-------- Information given --------
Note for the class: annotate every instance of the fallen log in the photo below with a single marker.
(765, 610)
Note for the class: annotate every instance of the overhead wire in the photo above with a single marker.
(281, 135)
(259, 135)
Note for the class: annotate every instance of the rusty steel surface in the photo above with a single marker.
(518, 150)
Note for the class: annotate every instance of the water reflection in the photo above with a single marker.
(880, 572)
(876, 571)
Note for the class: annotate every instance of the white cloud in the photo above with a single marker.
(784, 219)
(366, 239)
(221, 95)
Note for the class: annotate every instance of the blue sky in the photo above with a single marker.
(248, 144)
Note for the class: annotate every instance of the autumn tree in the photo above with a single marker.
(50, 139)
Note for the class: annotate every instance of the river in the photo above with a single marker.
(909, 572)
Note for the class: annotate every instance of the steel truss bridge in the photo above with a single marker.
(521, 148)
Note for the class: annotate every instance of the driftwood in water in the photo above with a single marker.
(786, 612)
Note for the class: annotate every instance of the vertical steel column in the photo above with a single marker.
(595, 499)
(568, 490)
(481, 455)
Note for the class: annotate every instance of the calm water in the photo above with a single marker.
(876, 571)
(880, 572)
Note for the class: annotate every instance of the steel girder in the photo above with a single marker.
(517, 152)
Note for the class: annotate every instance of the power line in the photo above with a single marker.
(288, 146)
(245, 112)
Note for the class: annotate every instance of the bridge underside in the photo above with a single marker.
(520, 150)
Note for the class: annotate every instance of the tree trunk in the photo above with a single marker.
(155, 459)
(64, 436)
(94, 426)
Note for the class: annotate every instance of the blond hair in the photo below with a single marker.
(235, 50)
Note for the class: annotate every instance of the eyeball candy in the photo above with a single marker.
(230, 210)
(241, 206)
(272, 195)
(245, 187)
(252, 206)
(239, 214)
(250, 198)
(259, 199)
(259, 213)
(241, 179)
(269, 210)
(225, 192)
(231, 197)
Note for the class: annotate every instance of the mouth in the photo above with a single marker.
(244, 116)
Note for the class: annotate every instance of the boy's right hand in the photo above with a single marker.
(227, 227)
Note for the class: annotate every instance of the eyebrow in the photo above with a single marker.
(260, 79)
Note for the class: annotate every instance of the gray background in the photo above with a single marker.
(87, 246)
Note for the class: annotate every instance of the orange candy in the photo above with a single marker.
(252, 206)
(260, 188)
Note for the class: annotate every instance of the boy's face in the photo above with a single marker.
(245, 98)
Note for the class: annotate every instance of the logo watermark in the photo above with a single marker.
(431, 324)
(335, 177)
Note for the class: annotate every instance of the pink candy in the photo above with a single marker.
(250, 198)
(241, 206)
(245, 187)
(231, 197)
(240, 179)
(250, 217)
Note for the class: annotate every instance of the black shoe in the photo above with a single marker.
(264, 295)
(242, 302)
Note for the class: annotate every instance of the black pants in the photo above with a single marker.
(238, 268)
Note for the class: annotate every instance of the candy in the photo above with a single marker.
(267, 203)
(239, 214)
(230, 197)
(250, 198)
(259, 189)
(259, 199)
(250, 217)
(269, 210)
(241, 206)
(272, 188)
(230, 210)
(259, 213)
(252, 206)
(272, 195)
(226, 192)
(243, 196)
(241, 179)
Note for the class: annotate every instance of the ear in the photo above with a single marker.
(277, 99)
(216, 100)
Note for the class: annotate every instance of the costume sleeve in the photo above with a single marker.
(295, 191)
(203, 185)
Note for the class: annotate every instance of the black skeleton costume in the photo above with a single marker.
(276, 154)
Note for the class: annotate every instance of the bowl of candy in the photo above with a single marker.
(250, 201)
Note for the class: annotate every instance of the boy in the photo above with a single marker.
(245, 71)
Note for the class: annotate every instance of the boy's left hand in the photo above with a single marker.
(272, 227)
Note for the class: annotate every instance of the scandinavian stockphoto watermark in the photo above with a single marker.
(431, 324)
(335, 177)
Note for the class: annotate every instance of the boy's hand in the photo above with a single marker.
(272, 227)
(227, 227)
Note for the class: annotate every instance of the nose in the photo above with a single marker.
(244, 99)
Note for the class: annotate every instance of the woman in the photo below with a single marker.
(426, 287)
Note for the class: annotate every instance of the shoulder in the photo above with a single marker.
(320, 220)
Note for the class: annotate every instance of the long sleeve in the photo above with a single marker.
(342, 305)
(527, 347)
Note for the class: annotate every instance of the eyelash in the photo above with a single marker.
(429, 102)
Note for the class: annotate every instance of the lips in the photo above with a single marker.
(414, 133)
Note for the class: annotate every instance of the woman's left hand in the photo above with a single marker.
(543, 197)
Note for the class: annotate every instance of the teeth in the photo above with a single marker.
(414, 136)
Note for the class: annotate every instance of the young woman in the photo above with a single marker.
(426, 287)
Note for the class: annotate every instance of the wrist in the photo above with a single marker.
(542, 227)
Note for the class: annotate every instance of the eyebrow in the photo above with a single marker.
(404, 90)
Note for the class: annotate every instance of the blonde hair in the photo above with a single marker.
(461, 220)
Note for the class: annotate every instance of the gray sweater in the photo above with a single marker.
--------
-------- Information given --------
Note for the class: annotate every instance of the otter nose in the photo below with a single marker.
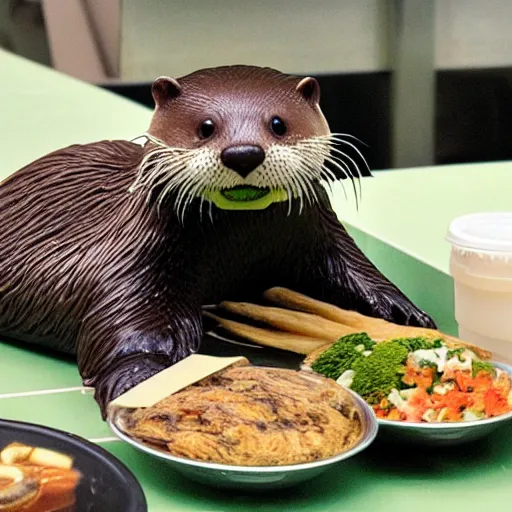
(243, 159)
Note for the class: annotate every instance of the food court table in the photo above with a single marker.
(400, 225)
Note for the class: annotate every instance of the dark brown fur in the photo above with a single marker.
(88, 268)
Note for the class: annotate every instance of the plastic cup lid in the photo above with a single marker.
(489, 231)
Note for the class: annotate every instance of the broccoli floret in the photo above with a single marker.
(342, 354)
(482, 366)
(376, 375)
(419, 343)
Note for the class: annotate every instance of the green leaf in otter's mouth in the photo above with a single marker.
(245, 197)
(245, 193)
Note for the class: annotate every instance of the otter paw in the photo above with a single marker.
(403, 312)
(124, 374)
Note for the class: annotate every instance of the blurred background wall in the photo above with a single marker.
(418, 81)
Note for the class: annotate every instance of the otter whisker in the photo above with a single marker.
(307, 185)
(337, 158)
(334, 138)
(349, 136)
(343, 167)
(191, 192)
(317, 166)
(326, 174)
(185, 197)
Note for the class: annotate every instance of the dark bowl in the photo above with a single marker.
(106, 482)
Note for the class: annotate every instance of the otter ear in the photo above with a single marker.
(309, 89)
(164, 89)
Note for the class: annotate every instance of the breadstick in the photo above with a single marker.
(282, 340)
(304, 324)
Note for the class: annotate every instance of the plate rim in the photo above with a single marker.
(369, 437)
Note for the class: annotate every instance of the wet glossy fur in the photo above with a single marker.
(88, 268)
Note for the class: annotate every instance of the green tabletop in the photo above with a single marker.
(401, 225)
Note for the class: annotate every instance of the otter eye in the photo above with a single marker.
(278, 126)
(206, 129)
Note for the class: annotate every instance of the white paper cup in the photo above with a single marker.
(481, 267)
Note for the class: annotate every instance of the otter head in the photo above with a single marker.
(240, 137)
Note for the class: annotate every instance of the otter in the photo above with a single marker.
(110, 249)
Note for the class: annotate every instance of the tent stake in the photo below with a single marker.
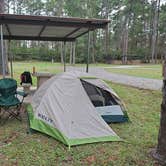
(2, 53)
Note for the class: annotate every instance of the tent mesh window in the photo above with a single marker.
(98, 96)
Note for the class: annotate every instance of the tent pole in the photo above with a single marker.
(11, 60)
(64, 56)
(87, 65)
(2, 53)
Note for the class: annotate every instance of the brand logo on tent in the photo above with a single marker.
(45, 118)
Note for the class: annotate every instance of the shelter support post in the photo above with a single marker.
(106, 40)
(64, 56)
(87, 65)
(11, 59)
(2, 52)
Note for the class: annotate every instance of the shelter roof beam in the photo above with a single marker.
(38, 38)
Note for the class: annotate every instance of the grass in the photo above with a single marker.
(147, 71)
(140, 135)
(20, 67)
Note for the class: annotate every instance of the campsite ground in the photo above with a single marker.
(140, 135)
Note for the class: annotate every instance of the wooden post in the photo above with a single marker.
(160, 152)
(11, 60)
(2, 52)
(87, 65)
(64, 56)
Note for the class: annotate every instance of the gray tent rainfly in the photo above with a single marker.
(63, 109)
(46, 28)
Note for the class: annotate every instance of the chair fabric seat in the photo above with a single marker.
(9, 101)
--------
-------- Information given --------
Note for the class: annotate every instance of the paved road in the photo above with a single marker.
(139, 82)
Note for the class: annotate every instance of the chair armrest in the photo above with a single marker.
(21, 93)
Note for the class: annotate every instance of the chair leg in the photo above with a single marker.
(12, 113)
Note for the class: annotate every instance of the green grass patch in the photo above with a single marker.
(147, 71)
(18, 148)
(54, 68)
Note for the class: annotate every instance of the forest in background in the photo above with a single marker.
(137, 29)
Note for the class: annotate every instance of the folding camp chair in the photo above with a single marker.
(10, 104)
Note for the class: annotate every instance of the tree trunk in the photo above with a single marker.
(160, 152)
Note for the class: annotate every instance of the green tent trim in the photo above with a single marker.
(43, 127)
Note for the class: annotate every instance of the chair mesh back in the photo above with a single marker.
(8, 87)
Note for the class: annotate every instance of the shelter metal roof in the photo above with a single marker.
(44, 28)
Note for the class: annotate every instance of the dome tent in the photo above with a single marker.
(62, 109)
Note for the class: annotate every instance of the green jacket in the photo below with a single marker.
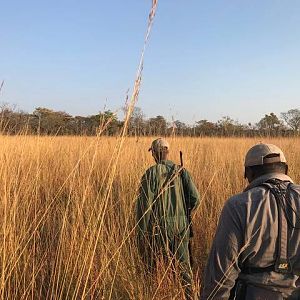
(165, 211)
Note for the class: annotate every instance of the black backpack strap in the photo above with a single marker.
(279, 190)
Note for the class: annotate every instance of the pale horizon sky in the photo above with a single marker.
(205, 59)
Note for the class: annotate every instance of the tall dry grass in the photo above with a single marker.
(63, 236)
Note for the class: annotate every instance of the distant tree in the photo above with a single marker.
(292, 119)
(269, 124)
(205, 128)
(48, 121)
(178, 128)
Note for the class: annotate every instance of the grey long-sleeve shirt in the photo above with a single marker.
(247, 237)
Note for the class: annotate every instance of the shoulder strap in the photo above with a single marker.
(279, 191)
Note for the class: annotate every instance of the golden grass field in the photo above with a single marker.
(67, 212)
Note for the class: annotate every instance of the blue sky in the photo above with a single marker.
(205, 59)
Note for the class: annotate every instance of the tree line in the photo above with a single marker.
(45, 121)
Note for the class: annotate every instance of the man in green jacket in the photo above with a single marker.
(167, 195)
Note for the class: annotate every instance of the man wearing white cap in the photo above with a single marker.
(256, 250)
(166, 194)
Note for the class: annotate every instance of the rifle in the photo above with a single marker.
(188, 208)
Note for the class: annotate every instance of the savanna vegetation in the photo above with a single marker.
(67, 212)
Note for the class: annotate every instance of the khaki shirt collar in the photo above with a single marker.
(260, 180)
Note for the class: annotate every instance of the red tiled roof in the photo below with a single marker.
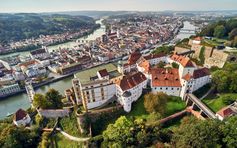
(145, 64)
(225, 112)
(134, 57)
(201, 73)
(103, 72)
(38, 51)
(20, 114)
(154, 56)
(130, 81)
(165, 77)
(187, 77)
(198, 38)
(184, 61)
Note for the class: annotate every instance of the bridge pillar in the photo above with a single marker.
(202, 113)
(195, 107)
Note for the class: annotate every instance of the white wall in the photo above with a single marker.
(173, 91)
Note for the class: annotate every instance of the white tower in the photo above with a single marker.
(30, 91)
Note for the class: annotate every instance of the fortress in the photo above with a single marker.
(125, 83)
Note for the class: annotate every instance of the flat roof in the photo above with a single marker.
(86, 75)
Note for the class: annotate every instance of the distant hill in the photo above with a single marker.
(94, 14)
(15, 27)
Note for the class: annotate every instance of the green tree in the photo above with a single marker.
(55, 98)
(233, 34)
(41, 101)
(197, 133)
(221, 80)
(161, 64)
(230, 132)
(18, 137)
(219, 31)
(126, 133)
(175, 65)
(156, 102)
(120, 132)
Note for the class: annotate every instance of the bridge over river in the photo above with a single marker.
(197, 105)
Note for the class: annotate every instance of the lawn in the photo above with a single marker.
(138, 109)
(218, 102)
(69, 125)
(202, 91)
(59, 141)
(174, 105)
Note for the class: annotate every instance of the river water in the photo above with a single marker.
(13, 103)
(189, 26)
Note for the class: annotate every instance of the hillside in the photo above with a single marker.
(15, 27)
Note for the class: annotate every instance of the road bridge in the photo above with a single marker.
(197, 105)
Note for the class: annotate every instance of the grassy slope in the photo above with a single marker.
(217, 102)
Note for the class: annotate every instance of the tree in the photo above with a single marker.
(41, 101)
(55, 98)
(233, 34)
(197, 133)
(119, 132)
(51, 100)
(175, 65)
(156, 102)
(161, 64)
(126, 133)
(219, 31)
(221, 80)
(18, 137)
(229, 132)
--------
# The problem:
Pull out each line in the records above that contains the word "below".

# The answer:
Note for the class: annotate every instance of the fallen log in the photo below with a single marker.
Note for the class: annotate every instance of the blond hair in the photo below with a single marker.
Note for the class: annotate every instance of the woman in the photo below with a single marker.
Note for the class: annotate every instance of the otter nose in the photo below with a single marker.
Note for the class: annotate every instance of the tent stake in the photo below with a single marker.
Note for the class: annotate every instance of the green jacket in the photo below with a single marker.
Note for the class: annotate every instance of the red tiled roof in the photo below with a single marker.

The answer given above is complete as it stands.